▶ **STATED TASK**: Return all the data, word for word.

▶ **DATASET RECORDS**:

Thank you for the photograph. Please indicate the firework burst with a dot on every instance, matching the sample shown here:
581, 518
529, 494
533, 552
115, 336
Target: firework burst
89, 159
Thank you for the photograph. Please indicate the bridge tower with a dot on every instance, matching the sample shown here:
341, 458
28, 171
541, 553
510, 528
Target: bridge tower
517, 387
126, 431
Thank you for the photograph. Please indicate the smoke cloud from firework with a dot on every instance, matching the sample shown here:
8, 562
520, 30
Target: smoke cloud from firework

▶ **OUTPUT OF THE TASK**:
Thank you for the photograph. Please indicate the firework burst with a dot on every instance, matching the sample shown here:
581, 518
529, 494
533, 552
115, 336
Target: firework burst
89, 159
Thank you for the photograph. Please indicate the bridge tower with a dot on every instance, matching the sample shown here:
341, 458
28, 171
541, 553
510, 528
Target: bridge tower
517, 387
126, 431
Thank you for the photograph. Please indicate the smoke cloud from firework with a dot on every instance, matching the sample shown here:
8, 562
520, 30
Target: smoke cloud from firework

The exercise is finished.